[begin RECORD LIST]
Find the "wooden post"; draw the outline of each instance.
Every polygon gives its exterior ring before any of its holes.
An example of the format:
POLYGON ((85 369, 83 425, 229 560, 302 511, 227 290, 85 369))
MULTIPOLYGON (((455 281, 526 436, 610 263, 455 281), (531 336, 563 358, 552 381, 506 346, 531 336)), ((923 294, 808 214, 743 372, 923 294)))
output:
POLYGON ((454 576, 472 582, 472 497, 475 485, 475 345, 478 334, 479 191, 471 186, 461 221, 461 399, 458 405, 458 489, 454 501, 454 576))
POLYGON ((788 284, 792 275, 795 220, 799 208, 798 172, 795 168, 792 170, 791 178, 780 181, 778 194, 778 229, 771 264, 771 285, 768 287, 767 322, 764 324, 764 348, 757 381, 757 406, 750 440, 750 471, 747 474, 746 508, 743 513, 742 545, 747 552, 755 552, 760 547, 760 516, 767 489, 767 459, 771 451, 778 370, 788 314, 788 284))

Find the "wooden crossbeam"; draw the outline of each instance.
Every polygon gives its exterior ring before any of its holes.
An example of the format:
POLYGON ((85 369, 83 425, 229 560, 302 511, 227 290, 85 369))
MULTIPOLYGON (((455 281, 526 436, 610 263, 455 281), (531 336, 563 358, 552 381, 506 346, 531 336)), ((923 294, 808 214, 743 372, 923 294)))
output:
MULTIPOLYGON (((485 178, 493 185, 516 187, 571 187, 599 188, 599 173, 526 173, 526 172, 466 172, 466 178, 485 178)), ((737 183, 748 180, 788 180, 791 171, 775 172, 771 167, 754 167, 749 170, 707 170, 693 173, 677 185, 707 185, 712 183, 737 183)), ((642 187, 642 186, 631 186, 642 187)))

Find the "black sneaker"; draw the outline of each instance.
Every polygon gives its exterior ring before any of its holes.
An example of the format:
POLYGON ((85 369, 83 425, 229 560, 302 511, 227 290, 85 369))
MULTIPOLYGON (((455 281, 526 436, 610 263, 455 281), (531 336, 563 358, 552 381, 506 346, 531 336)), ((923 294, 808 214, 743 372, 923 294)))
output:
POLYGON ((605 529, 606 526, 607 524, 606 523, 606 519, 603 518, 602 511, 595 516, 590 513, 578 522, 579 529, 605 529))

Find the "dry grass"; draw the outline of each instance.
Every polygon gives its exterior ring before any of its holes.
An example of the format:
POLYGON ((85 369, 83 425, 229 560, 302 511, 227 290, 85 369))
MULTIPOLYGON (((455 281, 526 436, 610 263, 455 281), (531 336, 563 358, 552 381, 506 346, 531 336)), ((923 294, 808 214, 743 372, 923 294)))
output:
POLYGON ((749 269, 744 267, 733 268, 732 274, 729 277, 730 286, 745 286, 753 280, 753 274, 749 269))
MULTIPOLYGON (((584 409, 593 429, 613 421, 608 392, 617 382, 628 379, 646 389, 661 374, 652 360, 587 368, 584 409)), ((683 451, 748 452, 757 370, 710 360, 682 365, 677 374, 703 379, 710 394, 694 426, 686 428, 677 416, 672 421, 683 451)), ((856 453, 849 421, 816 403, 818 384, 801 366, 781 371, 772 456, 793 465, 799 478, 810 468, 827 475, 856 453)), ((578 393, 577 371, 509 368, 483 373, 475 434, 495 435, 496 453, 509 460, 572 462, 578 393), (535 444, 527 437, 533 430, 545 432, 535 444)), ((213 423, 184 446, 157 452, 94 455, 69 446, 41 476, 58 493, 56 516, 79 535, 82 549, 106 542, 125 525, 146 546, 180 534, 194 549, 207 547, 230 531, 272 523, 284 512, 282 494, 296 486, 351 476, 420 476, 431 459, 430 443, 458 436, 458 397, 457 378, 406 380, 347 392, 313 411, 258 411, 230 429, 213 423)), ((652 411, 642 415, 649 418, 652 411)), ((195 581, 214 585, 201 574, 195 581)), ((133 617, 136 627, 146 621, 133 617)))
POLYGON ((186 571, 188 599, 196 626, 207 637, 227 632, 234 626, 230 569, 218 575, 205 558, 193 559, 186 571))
[end RECORD LIST]
Output every line from the beginning of the collected data entries down to the line containing "POLYGON ((454 576, 472", including both the first line and that line, and reproduce each one without any change.

Find the "wooden post"; draw the outline of each instance.
Every polygon gives its exterior ring before any of its holes.
An example of the format:
POLYGON ((85 369, 83 425, 229 560, 302 511, 227 290, 85 369))
MULTIPOLYGON (((455 281, 526 436, 610 263, 455 281), (531 336, 563 358, 552 381, 506 346, 531 336)), ((923 294, 808 214, 743 372, 923 294)))
output:
POLYGON ((454 576, 472 582, 472 497, 475 485, 475 345, 478 334, 479 191, 471 186, 461 221, 461 399, 458 405, 458 489, 454 501, 454 576))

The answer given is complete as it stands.